** EXCERPTED PASSAGE **
--

Indeed, “Secrets of Spanish Florida,” a documentary PBS stations showed between Christmas and New Year and part of the “Secrets of the Dead” series produced by WNET in New York, proved little more than another exercise in hijacking history. It’s one more sign we can’t trust taxpayer-funded PBS even when it occasionally tries its hand at its original remit: educating audiences. The broadcaster has fully signed up to the cultural Marxist presentation of history as an eternal struggle between society’s privileged and its victims.

Always Displacing the Founding Fathers

In this reading, the Spanish conquistadors who in 1565 founded St. Augustine in Florida, the first European settlement in North America, become members of the victims group. How can PBS do that? Because the conquistadors can be presented as a preferred alternative to the apparently awful reality we have had instead for the past 453 years.

Apparently they, and not the Pilgrims or the 1776 generation, were the real American Founding Fathers. As historian Jane Landers asserts in the documentary, “If you really wanted to look at the founding fathers, you’d look a lot earlier, and you’d look south.”

--

** EXERCISE BRIEF **
Rewrite the paragraph in the PBS documentary excerpt that begins "In this reading" in two shorter sentences, keeping its main facts.

** PROVIDED MATERIAL **
--

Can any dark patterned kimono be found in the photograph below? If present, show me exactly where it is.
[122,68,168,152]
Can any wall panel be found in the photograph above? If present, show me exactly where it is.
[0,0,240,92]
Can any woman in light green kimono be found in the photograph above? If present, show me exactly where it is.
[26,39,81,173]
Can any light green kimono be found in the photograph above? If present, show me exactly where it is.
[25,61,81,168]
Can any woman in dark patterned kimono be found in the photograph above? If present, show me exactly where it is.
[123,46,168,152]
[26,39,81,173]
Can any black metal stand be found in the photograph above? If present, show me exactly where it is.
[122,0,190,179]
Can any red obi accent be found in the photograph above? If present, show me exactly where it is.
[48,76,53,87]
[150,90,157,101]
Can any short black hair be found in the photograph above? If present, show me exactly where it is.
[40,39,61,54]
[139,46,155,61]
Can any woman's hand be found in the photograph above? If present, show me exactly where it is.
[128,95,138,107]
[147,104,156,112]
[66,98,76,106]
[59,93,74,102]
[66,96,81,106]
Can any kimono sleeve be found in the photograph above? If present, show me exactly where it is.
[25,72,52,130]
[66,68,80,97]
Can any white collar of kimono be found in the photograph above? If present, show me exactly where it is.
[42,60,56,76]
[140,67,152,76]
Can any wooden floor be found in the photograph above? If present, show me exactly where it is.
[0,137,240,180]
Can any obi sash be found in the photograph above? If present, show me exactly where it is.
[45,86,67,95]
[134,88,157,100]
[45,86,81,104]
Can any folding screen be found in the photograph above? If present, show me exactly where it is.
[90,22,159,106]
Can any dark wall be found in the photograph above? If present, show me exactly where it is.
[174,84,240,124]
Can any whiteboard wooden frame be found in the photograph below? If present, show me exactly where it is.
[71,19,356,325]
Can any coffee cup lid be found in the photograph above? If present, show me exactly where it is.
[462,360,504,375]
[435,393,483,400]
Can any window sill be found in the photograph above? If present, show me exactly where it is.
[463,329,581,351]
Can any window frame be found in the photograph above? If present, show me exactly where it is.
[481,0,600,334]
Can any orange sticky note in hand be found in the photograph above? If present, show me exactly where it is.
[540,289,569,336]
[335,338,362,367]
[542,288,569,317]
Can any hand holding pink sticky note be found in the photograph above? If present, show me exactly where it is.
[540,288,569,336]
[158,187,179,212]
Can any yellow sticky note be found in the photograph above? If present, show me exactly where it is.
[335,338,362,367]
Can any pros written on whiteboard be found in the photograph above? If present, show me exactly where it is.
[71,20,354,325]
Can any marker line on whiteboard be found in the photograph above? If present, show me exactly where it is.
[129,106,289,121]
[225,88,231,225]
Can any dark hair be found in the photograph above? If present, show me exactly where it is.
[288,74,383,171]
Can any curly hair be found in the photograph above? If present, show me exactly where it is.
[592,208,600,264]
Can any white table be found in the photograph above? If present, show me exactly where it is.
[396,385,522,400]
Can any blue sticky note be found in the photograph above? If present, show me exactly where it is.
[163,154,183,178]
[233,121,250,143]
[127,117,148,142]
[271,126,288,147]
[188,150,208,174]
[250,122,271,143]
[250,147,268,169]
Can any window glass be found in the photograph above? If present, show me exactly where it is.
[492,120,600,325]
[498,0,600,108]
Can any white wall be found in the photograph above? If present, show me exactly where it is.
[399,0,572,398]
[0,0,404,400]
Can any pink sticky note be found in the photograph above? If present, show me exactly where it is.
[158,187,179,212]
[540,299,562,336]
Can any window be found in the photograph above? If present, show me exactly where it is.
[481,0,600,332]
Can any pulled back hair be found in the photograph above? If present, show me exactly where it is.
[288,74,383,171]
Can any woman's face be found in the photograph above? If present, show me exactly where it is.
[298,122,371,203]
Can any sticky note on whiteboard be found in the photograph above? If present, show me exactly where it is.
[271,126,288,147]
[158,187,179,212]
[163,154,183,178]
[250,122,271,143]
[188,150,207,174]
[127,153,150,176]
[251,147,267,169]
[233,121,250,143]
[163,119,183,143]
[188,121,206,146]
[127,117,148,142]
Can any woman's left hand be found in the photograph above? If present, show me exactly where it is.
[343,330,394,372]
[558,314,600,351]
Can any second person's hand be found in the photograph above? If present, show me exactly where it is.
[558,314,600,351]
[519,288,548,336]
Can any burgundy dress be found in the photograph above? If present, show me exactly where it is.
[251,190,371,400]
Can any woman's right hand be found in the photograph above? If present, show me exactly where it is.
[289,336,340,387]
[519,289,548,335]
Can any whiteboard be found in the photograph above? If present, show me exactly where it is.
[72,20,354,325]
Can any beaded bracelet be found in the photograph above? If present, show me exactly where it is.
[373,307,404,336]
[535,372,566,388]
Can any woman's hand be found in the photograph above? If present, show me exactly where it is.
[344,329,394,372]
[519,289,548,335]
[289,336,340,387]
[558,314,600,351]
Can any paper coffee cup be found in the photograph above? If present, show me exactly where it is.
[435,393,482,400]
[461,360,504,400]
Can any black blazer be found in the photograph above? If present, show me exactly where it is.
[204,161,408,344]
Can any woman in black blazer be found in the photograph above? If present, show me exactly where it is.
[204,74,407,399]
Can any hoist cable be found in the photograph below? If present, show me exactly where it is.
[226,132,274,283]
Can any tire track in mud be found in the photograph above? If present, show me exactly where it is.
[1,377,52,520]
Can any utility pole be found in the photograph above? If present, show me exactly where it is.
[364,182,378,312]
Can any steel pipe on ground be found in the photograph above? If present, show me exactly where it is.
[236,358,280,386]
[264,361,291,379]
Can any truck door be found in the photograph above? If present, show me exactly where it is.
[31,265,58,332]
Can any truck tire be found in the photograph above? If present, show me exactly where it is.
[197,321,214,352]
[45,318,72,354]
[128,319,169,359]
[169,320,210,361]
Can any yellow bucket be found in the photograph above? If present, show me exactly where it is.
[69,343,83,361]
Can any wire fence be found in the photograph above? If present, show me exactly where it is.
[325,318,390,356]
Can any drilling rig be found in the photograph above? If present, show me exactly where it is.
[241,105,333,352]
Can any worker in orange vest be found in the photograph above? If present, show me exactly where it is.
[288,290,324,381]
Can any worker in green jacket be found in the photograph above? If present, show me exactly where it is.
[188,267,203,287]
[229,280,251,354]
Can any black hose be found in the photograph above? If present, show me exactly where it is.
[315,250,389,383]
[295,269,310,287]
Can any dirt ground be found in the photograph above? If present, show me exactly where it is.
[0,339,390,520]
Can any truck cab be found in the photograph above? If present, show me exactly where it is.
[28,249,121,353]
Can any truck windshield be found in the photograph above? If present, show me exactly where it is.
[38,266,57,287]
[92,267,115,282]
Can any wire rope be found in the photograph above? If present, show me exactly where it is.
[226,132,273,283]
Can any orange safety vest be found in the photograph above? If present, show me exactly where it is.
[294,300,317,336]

--

** REPLY TO THE EXERCISE **
In this reading, the Spanish conquistadors who founded St. Augustine, Florida, the first European settlement in North America, in 1565 are placed among the victims. PBS does this because they can be offered as a preferred alternative to the apparently awful reality of the past 453 years.